Pull out every line in the rows below that contains the word "tire", treating uppercase and lowercase as different.

**Records provided:**
* * * * * * * * *
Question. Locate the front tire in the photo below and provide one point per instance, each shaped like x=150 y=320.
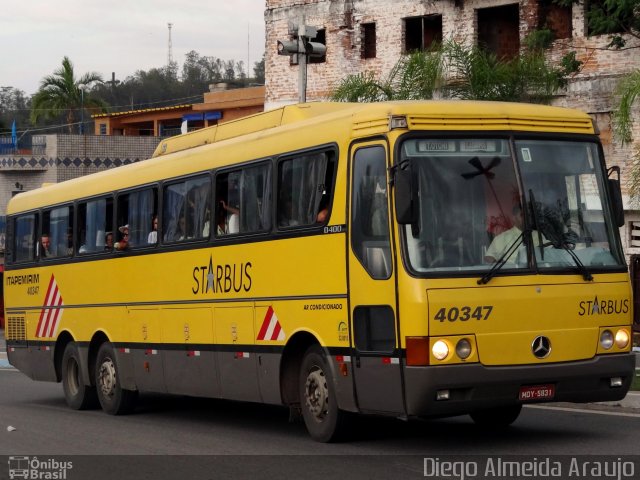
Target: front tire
x=497 y=417
x=77 y=395
x=114 y=399
x=325 y=422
* * * * * * * * *
**Output of the exercise:**
Question. Locate the front tire in the photo below and provide one point per instance, each shaped like x=150 y=320.
Target: front tire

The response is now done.